## Selected excerpt
The 26-year-old also lives with her parents, although her privately owned family home is almost five times the size of Liu’s flat.
“We have three bedrooms, a spacious living room, and a big kitchen. It’s definitely a very large flat by Hong Kong standards,” says Chan.
Though from different circumstances, Liu and Chan share a problem faced by most of the city’s population: buying a property is a distant dream.
In a global survey released in January by United States research firm Demographia, Hong Kong retained its title as the world’s least affordable housing market for a ninth consecutive year. That means the average price for a home is a staggering 20.9 times the annual household income in Hong Kong.
Vancouver ranked a distant second place in the survey. There, it would take an average of 12.6 years to save enough money to buy a home. For those on a median salary in New York, getting on the property ladder takes an average of 5.5 years.
It’s little wonder, then, that just 49.2 percent of the population in Hong Kong own property in the territory, according to government figures. By comparison, 91 percent of people in Singapore are homeowners.
Housing headache
Liu says he feels stuck.
“I’m not eligible for public housing. I’m in the so-called sandwich class: my income is too high for housing, [and] too low to pay for a down payment to buy a place. At the same time, it would be hard for me to rent a flat with the market price as it is,” he says.
Even if Liu was eligible, the average wait for public housing in Hong Kong is longer than it has ever been: five and a half years.
Chan is one of the lucky ones, “In theory, I could purchase a property if my parents lent or gave me the money for it,” she says. “In Cantonese, people call it ‘Success by your father’s hard work’. It’s a play on a popular saying about being successful through your own hard work.”
Earlier this year, Chan submitted an application for the Home Ownership Scheme (HOS), a government initiative to help young people buy their first flats.
Based on data collected by the Hong Kong Housing Authority, the chance of being successful in last year’s batch of applicants was a mere 1.63 percent.
“My chances are so slim,” says Chan. “Getting drawn for the HOS has been compared to winning the lottery. You are purchasing a hope in applying.”
According to the government, the city’s topography – much of Hong Kong is hilly – and an acute shortage of land are to blame.

## Data lines
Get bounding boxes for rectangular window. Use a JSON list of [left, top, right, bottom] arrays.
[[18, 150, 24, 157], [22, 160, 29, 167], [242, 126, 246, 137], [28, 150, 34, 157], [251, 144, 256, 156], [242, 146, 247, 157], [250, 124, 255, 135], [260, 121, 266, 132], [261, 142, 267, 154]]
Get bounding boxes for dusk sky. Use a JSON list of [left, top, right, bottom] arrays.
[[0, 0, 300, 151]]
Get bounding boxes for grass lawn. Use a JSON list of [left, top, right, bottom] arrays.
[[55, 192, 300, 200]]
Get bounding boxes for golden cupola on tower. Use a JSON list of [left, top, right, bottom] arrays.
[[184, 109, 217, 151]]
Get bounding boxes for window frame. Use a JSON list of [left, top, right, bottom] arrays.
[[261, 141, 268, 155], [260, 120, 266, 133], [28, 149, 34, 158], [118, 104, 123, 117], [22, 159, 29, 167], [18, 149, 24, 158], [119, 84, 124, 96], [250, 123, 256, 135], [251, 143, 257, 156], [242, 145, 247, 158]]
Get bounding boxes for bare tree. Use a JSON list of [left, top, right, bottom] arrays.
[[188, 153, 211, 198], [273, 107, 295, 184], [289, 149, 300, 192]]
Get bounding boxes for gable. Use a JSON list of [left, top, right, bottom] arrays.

* * *

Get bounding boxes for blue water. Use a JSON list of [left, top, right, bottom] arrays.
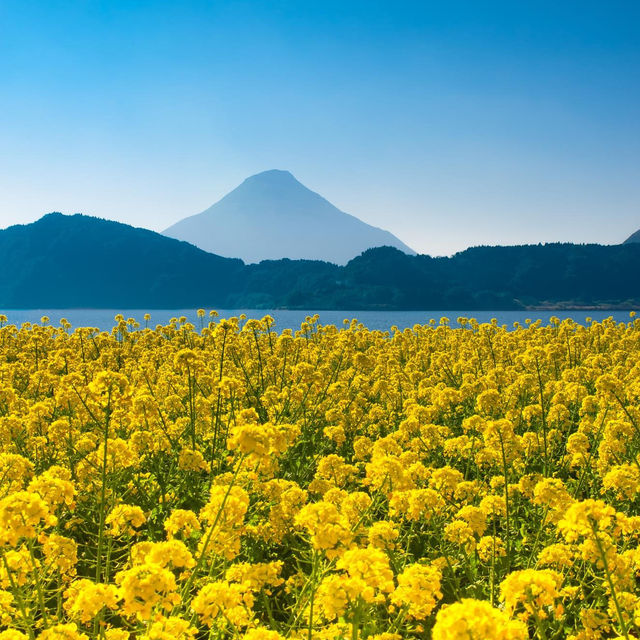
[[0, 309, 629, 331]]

## The tasks
1. State whether each statement below agrees with the passage on Hong Kong housing. For each, answer yes or no and quote the exact words of the passage that decide it.
(a) Hong Kong was named the world's least affordable housing market for the ninth year in a row.
(b) About half of the people in Singapore own their homes.
(c) The average wait for public housing in Hong Kong is five and a half years.
2. Transcribe the passage on Hong Kong housing from "The 26-year-old also" up to and including "a distant dream.".
3. Answer the following questions using the passage on Hong Kong housing.
(a) According to the survey, how many years on average would it take to save enough to buy a home in Vancouver?
(b) What was the chance of success for last year's batch of Home Ownership Scheme applicants?
(c) Which firm released the global survey on housing affordability?

## Answers by task
1.
(a) Yes: "Hong Kong retained its title as the world’s least affordable housing market for a ninth consecutive year"
(b) No: "91 percent of people in Singapore are homeowners"
(c) Yes: "the average wait for public housing in Hong Kong is longer than it has ever been: five and a half years"

2.
The 26-year-old also lives with her parents, although her privately owned family home is almost five times the size of Liu’s flat.
“We have three bedrooms, a spacious living room, and a big kitchen. It’s definitely a very large flat by Hong Kong standards,” says Chan.
Though from different circumstances, Liu and Chan share a problem faced by most of the city’s population: buying a property is a distant dream.

3.
(a) 12.6 years
(b) 1.63 percent
(c) Demographia, a United States research firm